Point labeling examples
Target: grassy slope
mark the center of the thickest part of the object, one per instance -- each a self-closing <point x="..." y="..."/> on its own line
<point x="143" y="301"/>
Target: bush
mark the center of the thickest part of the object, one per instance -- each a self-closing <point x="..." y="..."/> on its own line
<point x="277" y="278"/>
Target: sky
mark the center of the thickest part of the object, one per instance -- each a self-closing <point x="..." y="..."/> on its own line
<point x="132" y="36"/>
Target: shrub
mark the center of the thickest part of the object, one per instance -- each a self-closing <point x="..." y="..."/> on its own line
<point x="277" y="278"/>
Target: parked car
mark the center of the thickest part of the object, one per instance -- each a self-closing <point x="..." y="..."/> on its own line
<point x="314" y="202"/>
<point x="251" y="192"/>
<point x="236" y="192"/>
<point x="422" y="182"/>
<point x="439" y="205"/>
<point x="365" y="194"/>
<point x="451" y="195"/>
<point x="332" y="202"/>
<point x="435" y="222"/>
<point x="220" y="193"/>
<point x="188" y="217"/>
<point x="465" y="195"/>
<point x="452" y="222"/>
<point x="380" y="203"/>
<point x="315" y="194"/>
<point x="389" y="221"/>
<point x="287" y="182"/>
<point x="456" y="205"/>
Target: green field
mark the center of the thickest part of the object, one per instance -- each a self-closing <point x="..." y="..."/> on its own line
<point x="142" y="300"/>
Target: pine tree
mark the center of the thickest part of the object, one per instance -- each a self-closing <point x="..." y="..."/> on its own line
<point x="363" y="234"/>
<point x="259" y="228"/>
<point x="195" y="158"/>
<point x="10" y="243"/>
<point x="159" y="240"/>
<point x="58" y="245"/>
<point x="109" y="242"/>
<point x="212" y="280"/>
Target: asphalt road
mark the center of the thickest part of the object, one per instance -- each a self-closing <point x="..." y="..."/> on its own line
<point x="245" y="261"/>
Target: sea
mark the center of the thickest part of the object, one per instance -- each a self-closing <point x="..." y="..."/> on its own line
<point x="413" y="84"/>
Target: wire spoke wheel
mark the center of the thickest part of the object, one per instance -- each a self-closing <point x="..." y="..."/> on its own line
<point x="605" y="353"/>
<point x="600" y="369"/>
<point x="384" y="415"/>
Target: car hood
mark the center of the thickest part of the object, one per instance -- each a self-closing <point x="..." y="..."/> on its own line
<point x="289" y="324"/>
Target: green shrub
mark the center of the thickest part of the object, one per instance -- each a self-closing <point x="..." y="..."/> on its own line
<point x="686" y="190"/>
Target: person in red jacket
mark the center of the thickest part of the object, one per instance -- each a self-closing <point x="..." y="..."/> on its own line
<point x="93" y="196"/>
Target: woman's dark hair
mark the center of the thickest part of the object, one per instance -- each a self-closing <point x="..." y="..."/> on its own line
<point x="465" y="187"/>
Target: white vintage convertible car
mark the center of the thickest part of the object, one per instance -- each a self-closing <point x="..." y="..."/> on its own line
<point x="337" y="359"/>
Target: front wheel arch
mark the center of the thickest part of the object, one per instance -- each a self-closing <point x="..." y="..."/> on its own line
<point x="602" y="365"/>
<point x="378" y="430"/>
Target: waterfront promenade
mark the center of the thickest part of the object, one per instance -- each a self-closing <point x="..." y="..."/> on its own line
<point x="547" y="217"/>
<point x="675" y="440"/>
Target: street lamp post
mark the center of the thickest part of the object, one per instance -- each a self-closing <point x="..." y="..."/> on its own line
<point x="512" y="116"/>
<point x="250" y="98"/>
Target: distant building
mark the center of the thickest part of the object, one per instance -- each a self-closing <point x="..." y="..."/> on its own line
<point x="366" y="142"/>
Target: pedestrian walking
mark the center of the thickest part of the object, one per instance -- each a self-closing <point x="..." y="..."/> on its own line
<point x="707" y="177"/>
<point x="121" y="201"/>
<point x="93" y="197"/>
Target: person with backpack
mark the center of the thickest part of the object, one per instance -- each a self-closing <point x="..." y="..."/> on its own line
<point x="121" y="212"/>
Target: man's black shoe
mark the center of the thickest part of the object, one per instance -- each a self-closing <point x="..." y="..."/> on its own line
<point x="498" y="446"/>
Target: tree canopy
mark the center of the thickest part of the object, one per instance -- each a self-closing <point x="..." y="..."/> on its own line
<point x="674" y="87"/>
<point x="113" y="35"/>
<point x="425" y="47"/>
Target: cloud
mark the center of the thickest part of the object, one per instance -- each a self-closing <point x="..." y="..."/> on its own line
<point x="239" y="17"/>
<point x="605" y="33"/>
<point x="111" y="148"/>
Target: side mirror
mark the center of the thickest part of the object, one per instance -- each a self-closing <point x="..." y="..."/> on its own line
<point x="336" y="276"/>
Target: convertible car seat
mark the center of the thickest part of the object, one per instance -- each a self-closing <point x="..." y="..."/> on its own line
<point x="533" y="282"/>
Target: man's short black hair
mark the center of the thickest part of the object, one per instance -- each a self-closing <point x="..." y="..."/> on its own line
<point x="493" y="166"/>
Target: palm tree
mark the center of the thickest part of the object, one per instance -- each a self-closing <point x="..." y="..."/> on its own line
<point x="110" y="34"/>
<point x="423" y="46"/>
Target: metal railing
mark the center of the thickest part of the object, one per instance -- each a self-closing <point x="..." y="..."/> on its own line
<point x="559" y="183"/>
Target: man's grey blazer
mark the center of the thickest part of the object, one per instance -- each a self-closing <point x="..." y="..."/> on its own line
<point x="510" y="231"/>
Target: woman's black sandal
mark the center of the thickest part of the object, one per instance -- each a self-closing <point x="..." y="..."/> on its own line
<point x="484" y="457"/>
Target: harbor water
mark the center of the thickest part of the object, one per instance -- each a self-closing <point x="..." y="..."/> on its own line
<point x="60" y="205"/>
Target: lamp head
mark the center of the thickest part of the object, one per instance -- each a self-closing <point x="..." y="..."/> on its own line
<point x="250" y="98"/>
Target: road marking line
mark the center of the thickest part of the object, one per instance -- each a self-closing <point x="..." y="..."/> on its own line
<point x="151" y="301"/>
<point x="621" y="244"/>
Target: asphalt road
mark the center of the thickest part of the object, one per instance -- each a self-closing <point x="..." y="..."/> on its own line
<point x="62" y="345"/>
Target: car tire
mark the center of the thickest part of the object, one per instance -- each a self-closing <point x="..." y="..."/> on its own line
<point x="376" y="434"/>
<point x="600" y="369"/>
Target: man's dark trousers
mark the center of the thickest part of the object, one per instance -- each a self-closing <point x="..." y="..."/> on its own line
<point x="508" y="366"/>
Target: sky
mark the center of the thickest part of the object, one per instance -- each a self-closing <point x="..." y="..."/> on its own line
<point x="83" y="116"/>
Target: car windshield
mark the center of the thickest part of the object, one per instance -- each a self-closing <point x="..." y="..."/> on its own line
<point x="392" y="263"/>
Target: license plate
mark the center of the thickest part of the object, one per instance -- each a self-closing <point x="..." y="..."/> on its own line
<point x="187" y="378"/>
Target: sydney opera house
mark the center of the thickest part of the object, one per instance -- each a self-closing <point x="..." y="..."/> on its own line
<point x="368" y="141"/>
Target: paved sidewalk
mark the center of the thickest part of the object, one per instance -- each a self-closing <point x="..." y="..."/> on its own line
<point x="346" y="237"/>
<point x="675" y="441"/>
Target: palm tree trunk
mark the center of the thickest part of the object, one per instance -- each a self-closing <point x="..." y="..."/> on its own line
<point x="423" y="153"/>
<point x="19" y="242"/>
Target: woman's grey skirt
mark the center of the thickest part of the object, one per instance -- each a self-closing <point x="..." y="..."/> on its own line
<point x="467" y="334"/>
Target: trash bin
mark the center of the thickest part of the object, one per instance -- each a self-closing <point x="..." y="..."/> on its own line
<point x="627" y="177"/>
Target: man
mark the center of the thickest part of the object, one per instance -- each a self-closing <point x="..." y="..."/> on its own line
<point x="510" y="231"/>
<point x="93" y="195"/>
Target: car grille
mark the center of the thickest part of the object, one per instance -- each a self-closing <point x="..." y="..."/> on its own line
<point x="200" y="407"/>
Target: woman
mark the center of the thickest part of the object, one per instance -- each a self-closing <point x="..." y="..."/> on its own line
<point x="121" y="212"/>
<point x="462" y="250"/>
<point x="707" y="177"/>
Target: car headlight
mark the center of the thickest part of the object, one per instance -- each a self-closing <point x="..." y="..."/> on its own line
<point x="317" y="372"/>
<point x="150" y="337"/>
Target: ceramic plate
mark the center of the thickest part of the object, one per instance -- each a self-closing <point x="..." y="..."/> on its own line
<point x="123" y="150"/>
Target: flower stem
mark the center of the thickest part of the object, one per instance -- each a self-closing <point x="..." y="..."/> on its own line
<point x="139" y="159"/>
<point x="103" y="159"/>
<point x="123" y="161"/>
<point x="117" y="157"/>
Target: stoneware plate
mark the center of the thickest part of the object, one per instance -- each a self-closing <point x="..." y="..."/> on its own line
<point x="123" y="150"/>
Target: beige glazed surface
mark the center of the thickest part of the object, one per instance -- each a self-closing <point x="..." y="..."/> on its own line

◆ **EXERCISE OBJECTIVE**:
Set down only these lines, exactly: the line containing "Target: car grille" and each line after it, through the end of the listing.

◆ **SOLUTION BELOW**:
Target: car grille
mark the center of the thickest part of the object, one per instance -- each a self-closing <point x="..." y="..."/> on its own line
<point x="200" y="407"/>
Target: woman
mark the center of the thickest part of the object, one per instance -- each a self-closing <point x="..." y="..."/> on its own line
<point x="121" y="212"/>
<point x="462" y="250"/>
<point x="707" y="177"/>
Target: car headlight
mark the center of the thickest part of the object, one per instance -- each a self-closing <point x="..." y="..."/> on its own line
<point x="317" y="372"/>
<point x="150" y="337"/>
Target: ceramic plate
mark the center of the thickest part of the object, one per instance -- each a self-closing <point x="..." y="..."/> on its own line
<point x="123" y="150"/>
Target: flower stem
mark the center of the thickest part of the object, one per instance -- each a self-closing <point x="..." y="..."/> on its own line
<point x="139" y="159"/>
<point x="103" y="159"/>
<point x="123" y="161"/>
<point x="117" y="157"/>
Target: stoneware plate
mark the center of the thickest part of the object, one per instance -- each a self-closing <point x="..." y="..."/> on its own line
<point x="123" y="150"/>
Target: beige glazed surface
mark the center of the thickest part of the object, one per instance -- each a self-closing <point x="..." y="..."/> on its own line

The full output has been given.